(Problem to solve) Go through the data below and copy each line that includes "instance".

Records from a collection:

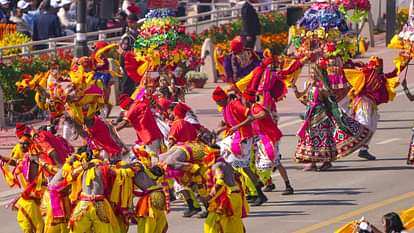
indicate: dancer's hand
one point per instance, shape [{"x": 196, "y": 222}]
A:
[{"x": 404, "y": 83}]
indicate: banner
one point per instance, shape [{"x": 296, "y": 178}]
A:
[{"x": 153, "y": 4}]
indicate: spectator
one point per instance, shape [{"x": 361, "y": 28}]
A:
[
  {"x": 21, "y": 25},
  {"x": 204, "y": 8},
  {"x": 47, "y": 24},
  {"x": 391, "y": 223},
  {"x": 68, "y": 23},
  {"x": 30, "y": 14},
  {"x": 131, "y": 32},
  {"x": 181, "y": 9},
  {"x": 5, "y": 11},
  {"x": 251, "y": 25},
  {"x": 130, "y": 7},
  {"x": 92, "y": 22}
]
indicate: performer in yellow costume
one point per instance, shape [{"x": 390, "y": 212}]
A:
[
  {"x": 30, "y": 175},
  {"x": 227, "y": 202}
]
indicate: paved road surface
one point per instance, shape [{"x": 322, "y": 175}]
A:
[{"x": 323, "y": 201}]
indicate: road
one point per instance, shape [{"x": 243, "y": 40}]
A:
[{"x": 323, "y": 201}]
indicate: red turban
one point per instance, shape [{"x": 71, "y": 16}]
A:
[
  {"x": 125, "y": 101},
  {"x": 374, "y": 62},
  {"x": 21, "y": 129},
  {"x": 219, "y": 94},
  {"x": 164, "y": 103},
  {"x": 250, "y": 95},
  {"x": 236, "y": 44},
  {"x": 100, "y": 45},
  {"x": 180, "y": 110}
]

(Problem solution)
one point per instance, shape [{"x": 196, "y": 222}]
one point per instance, shape [{"x": 296, "y": 178}]
one point per instance, shape [{"x": 361, "y": 28}]
one point per instance, shape [{"x": 390, "y": 212}]
one point per instance, shape [{"x": 322, "y": 175}]
one point per instance, shape [{"x": 243, "y": 40}]
one point per instance, shape [{"x": 71, "y": 16}]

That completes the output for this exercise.